◆ DOCUMENT EXCERPT

==*==

Originally posted to Medium.com Aug 22, 2020 Huge apologies for the image quality here - I (stupidly) didn’t keep backups of the originals, and all I’ve got is the compressed versions from Medium.com directly. Hopefully they’re legible enough to enjoy the read.
The Quiet Year defines itself as a “map game”. In it, you narrate a year in the life of a post apocalyptic community of people — the twist being, you do it entirely with cartography. Their struggles, achievements, successes, everything; whatever happens to these people, it is represented, and ONLY represented, on a map.
I absolutely love the idea, a while it doesn’t work perfectly as a solo game, I figured it would be a pretty great creative exercise to have a go at on a weekend.
I’m keeping a journal of choices and decisions as I go, and you, dear reader, can see the community rise and fall as I did.
I like the idea of a coastal community, scratching out an existence after some end-of-the-world scenario. So, we have a land mass and a sea.
We then list the communities “Abundances” and “Scarcities”; 1 of the former, 3 of the latter, and represent each of them.
I’m into them having loads of fuel/energy/etc. but no real application of it, so I listed our Abundance as “energy”. How? Coastal wind turbines. I drew some wind turbines in the sea, and a little power management/control station on the coast.
What is our community lacking? Proper housing and healthy food, for sure. They live in hollowed out machines of war — tanks, armoured vehicles, that sort of thing. And forage for what food they can. I added some bushes with flecks of colour to represent the berries, mushrooms, etc. they live off.
Hey, maybe some of the miscellaneous machines of war are futuristic? Like giant, dead mechs, jutting out of the landscape. I had a sudden flash of a sky scraper sized robot, stood completely still by the coast, seagulls flocking around it. Shit, I’m into that.
I draw a dead mech by the coast, and some armoured vehicles further inland. I add ropes, tarpaulins, details to make it feel like each has become a sort of broken campsite. I like the idea of the people naming the giant dead mech based on something they don’t understand. A chipped serial code on the back of the mech reads “83-N” — so they call it Ben.

==*==

◆ ASSIGNED TASK 1
Print the part of the Quiet Year post starting at "What is our" and ending at "they live off.".
◆ ASSIGNED TASK 2
From the Quiet Year post, list each object the writer says they drew or added to the map. Don't include the general "details."
◆ ASSIGNED TASK 3
Translate this sentence from the Quiet Year post into Spanish: "I like the idea of a coastal community, scratching out an existence after some end-of-the-world scenario."
The lines after the post aren't needed for any of this work.

==*==

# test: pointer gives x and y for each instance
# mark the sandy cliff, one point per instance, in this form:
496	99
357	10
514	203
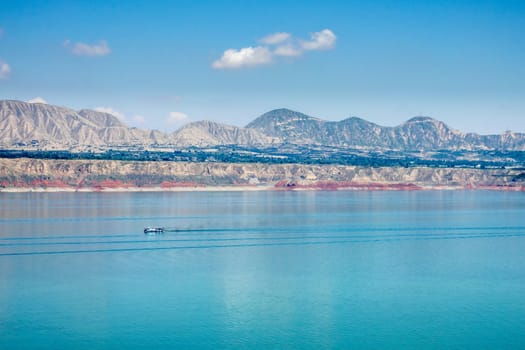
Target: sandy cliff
41	173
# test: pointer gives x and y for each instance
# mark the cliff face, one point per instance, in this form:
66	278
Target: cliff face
103	173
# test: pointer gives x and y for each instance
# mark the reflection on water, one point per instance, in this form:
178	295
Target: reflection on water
263	270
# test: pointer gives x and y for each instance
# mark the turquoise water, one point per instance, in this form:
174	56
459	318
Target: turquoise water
304	270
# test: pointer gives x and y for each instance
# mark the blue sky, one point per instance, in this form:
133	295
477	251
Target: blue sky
161	64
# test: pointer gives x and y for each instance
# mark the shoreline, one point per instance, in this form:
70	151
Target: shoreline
258	188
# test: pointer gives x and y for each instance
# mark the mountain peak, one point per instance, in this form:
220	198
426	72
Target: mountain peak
420	119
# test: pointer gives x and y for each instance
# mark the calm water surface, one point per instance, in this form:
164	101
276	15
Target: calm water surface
305	270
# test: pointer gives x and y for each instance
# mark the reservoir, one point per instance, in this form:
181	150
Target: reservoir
266	269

==*==

◆ EXPECTED ANSWER 1
What is our community lacking? Proper housing and healthy food, for sure. They live in hollowed out machines of war — tanks, armoured vehicles, that sort of thing. And forage for what food they can. I added some bushes with flecks of colour to represent the berries, mushrooms, etc. they live off.

◆ EXPECTED ANSWER 2
- wind turbines
- a little power management/control station
- bushes with flecks of colour
- a dead mech
- armoured vehicles
- ropes
- tarpaulins

◆ EXPECTED ANSWER 3
Me gusta la idea de una comunidad costera que sobrevive a duras penas tras algún escenario de fin del mundo.